- ACTIONS TO TAKE:
• A. Decide whether each statement below agrees with the HIPAA Security Rule passage. Answer yes or no for each, quoting the words from the passage that settle it.
(i) In 2023, health care data breaches had higher average losses per incident than any other industry.
(ii) The current HIPAA rules explicitly require encryption of protected health data.
(iii) The current Security Rule specifies what "reasonable safeguards" are.
• B. Translate this sentence from the HIPAA Security Rule passage below into Spanish: "The requirements could then protect patient data before an event, not only in post-breach litigation."

Why HIPAA Needs Updated Cybersecurity Regulations

The extensive proposed update to the HIPAA Security Rule is an important shift. In many ways, the regulation is overdue for a change due to several key trends since its last revision.

Rising Cybercrime in Health Care

The most apparent reason why HIPAA needs a cybersecurity update is because cybercrime has skyrocketed. In the 10 years since regulators implemented the last Security Rule version, the health care sector has become a favorite target of cybercriminals.

In 2023, health care data breaches averaged $10.92 million in losses per incident, more than any other industry. Those costs do not tell the whole story, either. Hacking, ransomware and other security events can disrupt critical patient services, leaving people without access to the care they need.

Before this proposed update, HIPAA’s Security Rule did not reflect appropriate urgency relative to such attack trends. As cybercriminals’ techniques advance and target hospitals with rising frequency, tighter cybersecurity controls are essential.

Lack of Specificity in Current Rules

HIPAA also needs additional clarity within its Security Rule. The current revision leaves too much to interpretation to be a reliable standard in today’s cybersecurity environment.

As it stands today, HIPAA does not explicitly require encryption of protected health data. While it says covered entities must maintain “reasonable safeguards” to keep patient information confidential, it does not specify what such safeguards are. Many other parts of the Security Rule are similarly vague, which leaves too much room for improper protections.

While a court would likely find failing to implement encryption as a breach of the Security Rule, the regulation should be more specific upfront. The explicit standards in the proposed update would clarify expectations before covered entities experience a breach. The requirements could then protect patient data before an event, not only in post-breach litigation.

Outdated Regulations

Similarly, the existing version of the HIPAA Security Rule needs modernization. Cybercrime methods and technologies have advanced considerably over the past decade. As such, regulations need to address the threats and appropriate protections that are now prominent.

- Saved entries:
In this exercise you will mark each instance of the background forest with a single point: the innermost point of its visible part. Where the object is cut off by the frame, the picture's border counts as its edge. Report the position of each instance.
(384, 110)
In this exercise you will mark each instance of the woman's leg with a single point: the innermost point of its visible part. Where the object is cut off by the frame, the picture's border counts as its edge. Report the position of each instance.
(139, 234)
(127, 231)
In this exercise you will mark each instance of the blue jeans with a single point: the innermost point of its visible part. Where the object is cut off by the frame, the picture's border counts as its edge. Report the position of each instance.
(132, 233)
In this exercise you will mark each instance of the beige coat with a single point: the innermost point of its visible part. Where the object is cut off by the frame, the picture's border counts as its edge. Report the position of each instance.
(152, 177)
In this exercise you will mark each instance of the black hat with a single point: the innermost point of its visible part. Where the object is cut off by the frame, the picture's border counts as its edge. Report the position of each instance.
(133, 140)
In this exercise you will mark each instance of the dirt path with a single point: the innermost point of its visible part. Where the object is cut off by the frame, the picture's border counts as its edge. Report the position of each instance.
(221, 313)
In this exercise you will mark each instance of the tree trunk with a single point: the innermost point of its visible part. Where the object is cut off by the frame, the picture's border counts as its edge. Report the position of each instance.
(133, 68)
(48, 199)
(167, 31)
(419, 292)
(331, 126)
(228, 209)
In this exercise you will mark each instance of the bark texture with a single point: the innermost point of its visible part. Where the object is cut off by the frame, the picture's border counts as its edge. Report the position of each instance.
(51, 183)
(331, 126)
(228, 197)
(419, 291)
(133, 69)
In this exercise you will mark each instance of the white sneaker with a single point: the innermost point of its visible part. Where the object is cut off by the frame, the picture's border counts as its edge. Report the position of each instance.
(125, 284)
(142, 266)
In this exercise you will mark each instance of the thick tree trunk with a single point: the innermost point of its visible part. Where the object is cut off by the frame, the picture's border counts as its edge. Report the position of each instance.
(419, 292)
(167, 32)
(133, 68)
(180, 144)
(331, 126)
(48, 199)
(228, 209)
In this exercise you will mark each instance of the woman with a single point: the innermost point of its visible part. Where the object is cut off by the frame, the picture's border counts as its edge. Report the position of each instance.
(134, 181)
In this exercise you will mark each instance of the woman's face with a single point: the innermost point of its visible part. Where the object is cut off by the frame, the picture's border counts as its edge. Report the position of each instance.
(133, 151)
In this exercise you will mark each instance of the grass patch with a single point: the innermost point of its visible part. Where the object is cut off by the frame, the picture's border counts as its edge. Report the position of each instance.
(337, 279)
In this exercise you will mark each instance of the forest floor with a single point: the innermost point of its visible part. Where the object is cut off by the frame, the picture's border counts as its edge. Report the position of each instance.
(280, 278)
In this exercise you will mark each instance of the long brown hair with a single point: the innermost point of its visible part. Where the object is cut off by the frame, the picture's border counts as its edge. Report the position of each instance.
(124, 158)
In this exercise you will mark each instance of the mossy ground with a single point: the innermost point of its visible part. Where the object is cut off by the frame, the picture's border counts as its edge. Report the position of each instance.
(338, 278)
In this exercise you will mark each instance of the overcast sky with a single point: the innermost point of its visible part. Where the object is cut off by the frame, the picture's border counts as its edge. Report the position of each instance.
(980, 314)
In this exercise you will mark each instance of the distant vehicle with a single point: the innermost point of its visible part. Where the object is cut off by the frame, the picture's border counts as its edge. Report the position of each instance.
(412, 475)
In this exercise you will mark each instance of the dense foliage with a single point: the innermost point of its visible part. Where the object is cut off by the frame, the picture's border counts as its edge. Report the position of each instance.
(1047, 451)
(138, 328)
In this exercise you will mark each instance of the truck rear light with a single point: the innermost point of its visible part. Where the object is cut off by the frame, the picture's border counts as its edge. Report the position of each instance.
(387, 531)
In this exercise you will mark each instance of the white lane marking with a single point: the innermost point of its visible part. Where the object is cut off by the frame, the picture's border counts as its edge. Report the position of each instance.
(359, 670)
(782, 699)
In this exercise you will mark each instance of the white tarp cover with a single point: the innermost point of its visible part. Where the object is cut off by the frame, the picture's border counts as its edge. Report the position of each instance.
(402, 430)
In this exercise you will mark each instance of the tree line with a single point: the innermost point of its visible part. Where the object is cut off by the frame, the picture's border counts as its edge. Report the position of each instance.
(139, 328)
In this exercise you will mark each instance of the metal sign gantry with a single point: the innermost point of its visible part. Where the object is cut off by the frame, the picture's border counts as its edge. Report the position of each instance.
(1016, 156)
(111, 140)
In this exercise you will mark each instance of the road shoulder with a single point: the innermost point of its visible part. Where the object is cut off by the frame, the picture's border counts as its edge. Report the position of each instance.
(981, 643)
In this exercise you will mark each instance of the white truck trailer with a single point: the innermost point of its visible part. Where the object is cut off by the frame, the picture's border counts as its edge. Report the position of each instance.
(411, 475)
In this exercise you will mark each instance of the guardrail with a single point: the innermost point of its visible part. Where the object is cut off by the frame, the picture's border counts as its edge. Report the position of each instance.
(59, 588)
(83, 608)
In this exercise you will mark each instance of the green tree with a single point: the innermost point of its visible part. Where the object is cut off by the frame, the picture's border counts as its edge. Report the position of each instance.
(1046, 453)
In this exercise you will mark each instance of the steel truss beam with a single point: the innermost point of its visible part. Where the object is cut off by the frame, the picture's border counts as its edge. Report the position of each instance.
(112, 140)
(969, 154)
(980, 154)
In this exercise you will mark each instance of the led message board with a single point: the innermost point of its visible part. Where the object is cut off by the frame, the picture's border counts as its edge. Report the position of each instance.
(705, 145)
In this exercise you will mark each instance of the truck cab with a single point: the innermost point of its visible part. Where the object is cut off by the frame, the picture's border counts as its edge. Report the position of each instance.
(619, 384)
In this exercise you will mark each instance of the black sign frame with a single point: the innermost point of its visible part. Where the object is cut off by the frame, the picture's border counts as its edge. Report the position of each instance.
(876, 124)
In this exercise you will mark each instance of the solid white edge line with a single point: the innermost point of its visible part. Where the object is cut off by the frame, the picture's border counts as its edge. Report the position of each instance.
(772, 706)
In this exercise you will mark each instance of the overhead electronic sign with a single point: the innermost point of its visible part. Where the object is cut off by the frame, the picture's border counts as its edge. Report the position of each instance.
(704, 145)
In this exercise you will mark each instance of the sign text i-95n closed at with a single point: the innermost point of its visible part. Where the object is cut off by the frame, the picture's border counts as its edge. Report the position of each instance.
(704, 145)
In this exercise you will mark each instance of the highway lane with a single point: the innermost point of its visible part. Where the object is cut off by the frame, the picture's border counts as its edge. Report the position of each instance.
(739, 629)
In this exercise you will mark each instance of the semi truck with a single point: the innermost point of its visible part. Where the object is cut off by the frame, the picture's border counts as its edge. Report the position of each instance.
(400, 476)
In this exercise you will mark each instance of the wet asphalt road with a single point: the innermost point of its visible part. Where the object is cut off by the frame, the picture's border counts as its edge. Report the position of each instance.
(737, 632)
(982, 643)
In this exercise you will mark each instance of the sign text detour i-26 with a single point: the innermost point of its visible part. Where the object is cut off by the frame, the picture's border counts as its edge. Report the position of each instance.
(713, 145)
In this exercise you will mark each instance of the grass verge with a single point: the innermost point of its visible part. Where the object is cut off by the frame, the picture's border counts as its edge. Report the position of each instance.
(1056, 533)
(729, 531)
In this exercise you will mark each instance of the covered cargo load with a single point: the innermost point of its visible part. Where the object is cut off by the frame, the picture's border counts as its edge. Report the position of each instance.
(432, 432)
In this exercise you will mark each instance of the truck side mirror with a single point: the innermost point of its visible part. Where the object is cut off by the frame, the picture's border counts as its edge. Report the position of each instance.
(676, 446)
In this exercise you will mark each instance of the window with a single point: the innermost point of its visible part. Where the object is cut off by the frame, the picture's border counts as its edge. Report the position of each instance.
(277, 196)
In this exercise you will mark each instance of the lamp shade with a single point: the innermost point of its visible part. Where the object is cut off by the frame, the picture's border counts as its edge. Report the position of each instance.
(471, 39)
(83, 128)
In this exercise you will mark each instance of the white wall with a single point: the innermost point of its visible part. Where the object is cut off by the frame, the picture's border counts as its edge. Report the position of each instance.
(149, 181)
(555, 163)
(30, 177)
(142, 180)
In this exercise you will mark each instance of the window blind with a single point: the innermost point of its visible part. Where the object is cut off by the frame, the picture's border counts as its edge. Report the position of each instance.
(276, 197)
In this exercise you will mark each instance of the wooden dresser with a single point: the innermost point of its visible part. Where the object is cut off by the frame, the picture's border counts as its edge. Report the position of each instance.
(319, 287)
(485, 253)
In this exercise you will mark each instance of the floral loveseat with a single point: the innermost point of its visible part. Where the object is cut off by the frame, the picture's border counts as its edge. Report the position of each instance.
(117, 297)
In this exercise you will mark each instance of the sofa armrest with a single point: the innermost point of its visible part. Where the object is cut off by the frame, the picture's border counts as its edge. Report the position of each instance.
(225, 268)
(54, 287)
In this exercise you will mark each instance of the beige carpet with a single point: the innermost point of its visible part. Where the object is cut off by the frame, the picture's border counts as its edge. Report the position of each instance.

- ANSWERS TO THE EXERCISE:
• A.
(i) Yes: "In 2023, health care data breaches averaged $10.92 million in losses per incident, more than any other industry."
(ii) No: "As it stands today, HIPAA does not explicitly require encryption of protected health data."
(iii) No: "it does not specify what such safeguards are."

• B. Los requisitos podrían entonces proteger los datos de los pacientes antes de un incidente, no solo en los litigios posteriores a una filtración de datos.